::: Reading passage

Usurping the insurer’s
claim-handling role
Most insurance companies discourage policyholders from
playing the role of claims adjuster. Part of the
adjuster’s role is to determine legal liability.
Insurers resist policyholders substituting their
judgment for the judgment of the carrier’s own claim
staff. This is more than a philosophical preference.
The CONDITIONS section of your insurance policy spells
out your duties in the event of a claim. Breaching a
Condition may negate the ability to receive an insurance
policy’s financial protection. For example, many
liability policies contain a condition that discourages
the insured from making any commitment to pay without
the insurer’s consent. Common in insurance policies is
language along the following lines:
No insured shall,
without our consent, make any offer or payment, except
for first aid.
An insurance company worries
that its rights to defend a medical malpractice claim
could be prejudiced. If a physician apologizes to a
patient and in effect concedes liability, an insurance
company may argue that this hampers its ability to fully
defend a claim. This relates to the next reason for
insurer concerns.
Potential prejudice to
the insurer’s claim resolution efforts
Even if state laws bar such
apologies from being admitted as evidence of liability,
the insurance company can argue that such an apology
creates an expectation of recovery in the mind of the
patient that may be very difficult to dislodge once the
insurer drills down deeper into the investigation and
defense of a case. Offering money – even a nominal
amount – to a patient is a bell that cannot be unrung.
Other pragmatic questions
abound when harmonizing apology programs with medical
malpractice insurance coverage:
-
Who determines whether an adverse
outcome is in fact a case of liability or not on the
part of the policyholder physician?
-
What happens in “gray area” cases
where negligence may exist on the healthcare
provider’s part but also contributory negligence on
the part of a noncompliant patient or an intervening
cause due to a malfunctioning medical device?
Liability questions in medical malpractice cases and
adverse events are rarely black and white. Nuances
and shades of gray abound. What to do in these
cases? Make a monetary offer? Offer an apology
even though liability is not clear-cut? Reserve
expressions of remorse only for the most clear-cut
cases of deviation from the standard of care?
-
If a physician makes a nominal
monetary offer to a patient or a patient's family,
who funds this -- the physician or the insurance
company?
-
If the patient or family accepts the
offer, does the physician insist on a duly executed
Release of all claims? Without a Release, the
family or patient may still be free to pursue a
broader claim to recover additional damages.
Pressing for a Release has its own perils, though.
The risk is that the gesture may prompt the family
or the patient to seek legal counsel to review the
document. This in turn may cause the doctor to lose
control of the claim, triggering the conventional
litigation process that apology programs aim to
sidestep.
-
If a physician expresses remorse and
coordinates this gesture with his or her malpractice
insurance company, will this be used by the
insurance company as an underwriting factor? Would
this gesture possibly come back to haunt the
physician at renewal in the form of either higher
premiums for coverage or loss of coverage?

::::::

Task requirements
a) Which section of an insurance policy, according to the passage on apology programs and malpractice insurance, spells out the policyholder's duties in the event of a claim?
b) Transcribe the passage on apology programs and malpractice insurance from "Usurping the insurer’s" up to and including "determine legal liability.".
c) Resume the passage on apology programs and malpractice insurance, picking up after its final sentence.

::: Data for analysis

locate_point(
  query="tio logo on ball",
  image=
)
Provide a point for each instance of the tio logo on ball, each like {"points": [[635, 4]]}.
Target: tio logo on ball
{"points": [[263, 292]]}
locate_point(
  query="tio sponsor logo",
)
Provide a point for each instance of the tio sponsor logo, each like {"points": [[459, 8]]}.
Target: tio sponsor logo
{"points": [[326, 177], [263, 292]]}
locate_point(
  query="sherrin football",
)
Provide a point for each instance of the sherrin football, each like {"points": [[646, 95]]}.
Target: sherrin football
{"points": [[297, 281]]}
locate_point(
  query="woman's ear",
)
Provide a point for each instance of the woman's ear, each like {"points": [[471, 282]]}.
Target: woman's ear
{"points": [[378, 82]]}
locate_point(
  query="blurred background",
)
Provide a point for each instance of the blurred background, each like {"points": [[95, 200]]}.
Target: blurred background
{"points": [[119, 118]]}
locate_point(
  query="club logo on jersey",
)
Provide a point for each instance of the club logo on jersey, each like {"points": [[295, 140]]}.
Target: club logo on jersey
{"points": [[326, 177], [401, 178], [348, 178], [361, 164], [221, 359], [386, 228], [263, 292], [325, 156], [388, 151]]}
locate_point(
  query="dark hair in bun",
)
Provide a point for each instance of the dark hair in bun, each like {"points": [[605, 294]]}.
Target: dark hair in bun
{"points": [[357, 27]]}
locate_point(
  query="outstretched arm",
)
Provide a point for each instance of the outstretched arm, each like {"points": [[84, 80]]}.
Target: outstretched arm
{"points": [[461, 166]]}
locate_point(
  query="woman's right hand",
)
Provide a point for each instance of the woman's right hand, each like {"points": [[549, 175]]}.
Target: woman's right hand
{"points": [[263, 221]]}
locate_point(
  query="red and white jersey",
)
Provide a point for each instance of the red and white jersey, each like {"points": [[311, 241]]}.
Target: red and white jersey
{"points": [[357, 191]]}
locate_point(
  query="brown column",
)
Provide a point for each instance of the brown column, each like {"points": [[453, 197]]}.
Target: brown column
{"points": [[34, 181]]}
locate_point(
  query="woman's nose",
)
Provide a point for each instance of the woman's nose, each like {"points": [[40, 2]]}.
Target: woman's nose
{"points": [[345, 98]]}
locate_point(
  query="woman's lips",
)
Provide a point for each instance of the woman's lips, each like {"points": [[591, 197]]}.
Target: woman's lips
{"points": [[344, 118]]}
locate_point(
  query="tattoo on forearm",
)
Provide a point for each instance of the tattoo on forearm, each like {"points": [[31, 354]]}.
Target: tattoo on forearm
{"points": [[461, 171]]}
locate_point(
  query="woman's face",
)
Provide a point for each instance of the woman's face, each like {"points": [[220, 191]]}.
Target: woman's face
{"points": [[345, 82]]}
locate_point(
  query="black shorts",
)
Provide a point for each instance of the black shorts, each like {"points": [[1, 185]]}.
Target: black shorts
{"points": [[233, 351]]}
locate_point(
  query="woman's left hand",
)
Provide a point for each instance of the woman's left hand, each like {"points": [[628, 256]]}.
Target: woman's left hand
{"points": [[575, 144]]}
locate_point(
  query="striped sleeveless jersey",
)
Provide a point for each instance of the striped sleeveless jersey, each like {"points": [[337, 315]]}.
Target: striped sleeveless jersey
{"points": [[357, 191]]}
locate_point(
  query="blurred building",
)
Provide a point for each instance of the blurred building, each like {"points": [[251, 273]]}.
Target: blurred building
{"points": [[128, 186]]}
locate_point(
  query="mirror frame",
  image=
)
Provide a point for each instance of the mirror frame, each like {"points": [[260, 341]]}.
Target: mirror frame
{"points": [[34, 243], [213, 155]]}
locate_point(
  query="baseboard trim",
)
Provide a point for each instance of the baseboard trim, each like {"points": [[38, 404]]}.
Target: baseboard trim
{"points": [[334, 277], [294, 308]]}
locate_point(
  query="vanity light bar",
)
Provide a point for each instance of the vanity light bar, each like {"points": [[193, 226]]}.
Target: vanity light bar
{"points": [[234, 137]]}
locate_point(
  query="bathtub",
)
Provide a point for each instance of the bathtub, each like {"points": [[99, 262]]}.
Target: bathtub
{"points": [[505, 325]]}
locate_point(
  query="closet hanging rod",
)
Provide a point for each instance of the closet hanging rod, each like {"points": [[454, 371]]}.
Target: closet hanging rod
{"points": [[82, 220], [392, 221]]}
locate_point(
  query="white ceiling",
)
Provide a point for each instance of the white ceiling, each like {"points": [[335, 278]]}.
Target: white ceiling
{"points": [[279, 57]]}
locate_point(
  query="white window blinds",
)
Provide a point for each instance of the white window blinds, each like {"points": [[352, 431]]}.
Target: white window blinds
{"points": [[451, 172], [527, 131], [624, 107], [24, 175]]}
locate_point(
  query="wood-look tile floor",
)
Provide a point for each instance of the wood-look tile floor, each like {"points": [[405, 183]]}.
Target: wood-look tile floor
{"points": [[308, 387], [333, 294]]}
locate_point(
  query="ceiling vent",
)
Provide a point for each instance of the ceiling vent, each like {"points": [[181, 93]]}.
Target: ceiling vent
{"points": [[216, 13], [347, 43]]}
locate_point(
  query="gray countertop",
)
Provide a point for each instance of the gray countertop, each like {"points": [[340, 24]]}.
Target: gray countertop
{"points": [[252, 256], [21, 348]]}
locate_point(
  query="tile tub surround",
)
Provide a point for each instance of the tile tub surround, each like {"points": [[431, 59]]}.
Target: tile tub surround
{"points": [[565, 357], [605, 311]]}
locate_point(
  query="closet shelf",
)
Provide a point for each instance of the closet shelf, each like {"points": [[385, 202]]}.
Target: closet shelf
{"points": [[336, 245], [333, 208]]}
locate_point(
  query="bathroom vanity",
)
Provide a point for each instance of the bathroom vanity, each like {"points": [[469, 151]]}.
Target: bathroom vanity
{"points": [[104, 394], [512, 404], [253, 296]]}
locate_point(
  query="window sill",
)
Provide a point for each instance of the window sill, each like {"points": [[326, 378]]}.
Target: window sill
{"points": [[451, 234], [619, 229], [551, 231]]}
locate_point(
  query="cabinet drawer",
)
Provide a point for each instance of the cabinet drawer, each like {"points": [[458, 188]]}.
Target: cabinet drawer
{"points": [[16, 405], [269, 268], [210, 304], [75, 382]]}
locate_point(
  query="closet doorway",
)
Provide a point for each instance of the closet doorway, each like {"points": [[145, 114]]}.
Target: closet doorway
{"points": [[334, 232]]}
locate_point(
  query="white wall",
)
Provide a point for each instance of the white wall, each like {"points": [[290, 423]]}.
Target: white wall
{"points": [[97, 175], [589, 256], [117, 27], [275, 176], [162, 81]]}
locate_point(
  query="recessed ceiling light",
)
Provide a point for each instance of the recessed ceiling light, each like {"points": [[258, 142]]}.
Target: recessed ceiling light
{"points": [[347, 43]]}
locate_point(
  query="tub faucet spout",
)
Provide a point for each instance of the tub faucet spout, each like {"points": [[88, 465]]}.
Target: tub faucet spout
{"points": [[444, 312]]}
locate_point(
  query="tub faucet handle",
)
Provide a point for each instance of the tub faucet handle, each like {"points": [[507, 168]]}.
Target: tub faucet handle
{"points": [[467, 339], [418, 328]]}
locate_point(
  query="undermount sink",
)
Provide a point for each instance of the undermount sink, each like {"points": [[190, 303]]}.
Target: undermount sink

::::::

Answers provided
a) The CONDITIONS section.

b)
Usurping the insurer’s
claim-handling role
Most insurance companies discourage policyholders from
playing the role of claims adjuster. Part of the
adjuster’s role is to determine legal liability.

c)
Desire for Quick
Resolution v. Need for Methodical Investigation
Timing factors loom as an
added challenge. Part of the problem in adverse
outcomes is that a physician may want to move rapidly to
address patient concerns. Patients also desire speedy
resolution of their issues regarding an adverse
outcome. By contrast, the insurance company will want
to undertake an investigation. This may entail a
thorough review of medical records, determining the
relevant standard of care for a procedure and
interviewing various parties who provided care to the
patient in question. An investigation like this takes
time, time that perhaps neither the patient nor the
physician wants to take in the desire to bring closure
to an event and foreclose an adversarial claim process.
Reconciling Apology
Programs with Insurance Policy Compliance
Ideally, physicians would like
to “have their cake and eat it too” by participating in
apology programs but doing so without alienating their
insurance company or jeopardizing their liability
protection. How can doctors reconcile these two aims?
Here are five tips:
-
Educate
your insurance agent or broker on the fact that you
have adopted or participate in an “apology program.”
Make this part of the specifications when going to
get quotes for medical malpractice coverage.
-
Take time
to educate prospective medical malpractice insurers
about this program. Be prepared to make a cogent
case to the insurer as to how and why wise decisions
will be made. Allay concerns that doctors will
routinely “promise the world” to a patient or family
due to every adverse outcome.
-
Align
yourself with insurers that support and encourage
apology programs as a rational way to address
adverse outcomes.
-
Get
buy-in from your insurance company before
expressing any apology to a patient or before making
any monetary offer.
-
If your
insurance company balks at giving its approval for
either an apology or a monetary offer, decide
whether you want to handle the claim outside of your
insurance coverage and policy contract.
Sorry works, but so do
financial protections in the form of medical malpractice
insurance. The point here is not to persuade doctors to
bypass apology programs due to insurance coverage
issues. Rather, practitioners need to be aware of
insurance coverage perils that can lurk in so-called
apology programs and use these tips to sidestep the
financial landmine of lost liability protection!
______________________________
Kevin Quinley CPCU
is Senior Vice President, Medmarc Insurance Group,
Chantilly, VA. He is the author of
Bulletproofing Your Medical Practice: Risk Management
Strategies that Work (www.seak.com).
By:
Joe Feltes

Physicians looking for ways
to offset the adverse economic effects of high
malpractice premiums and stagnant—if not
diminishing—reimbursement, may want to consider
participating in voluntary pay-for-performance
initiatives in order to enrich their practices’ anemic
bottom line.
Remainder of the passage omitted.